■ TE GEBRUIKEN GEGEVENS:
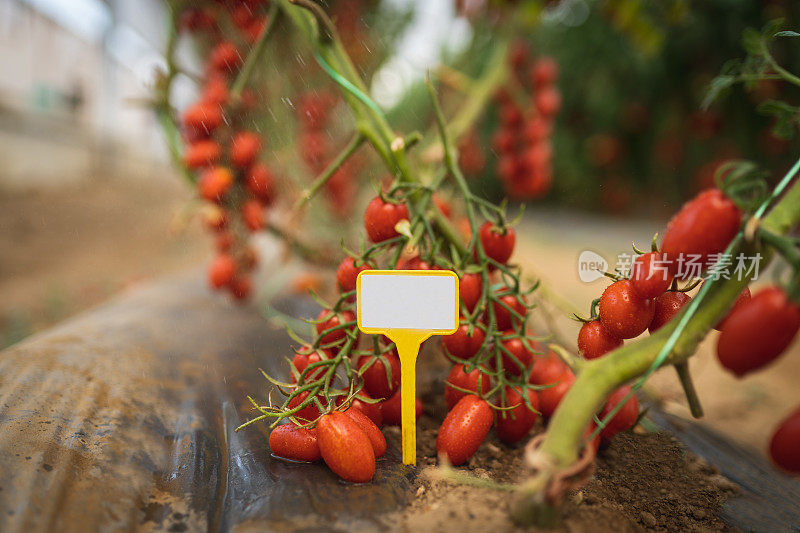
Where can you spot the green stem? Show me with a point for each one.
(685, 378)
(600, 377)
(354, 144)
(255, 55)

■ VEREISTEN:
Wijzig in alle regels hierboven "green stem" in "brown stem" en laat al het andere ongewijzigd. Neem de afbeeldingen niet op in je antwoord.

■ UITVOER:
Where can you spot the brown stem? Show me with a point for each one.
(685, 378)
(600, 377)
(354, 144)
(255, 55)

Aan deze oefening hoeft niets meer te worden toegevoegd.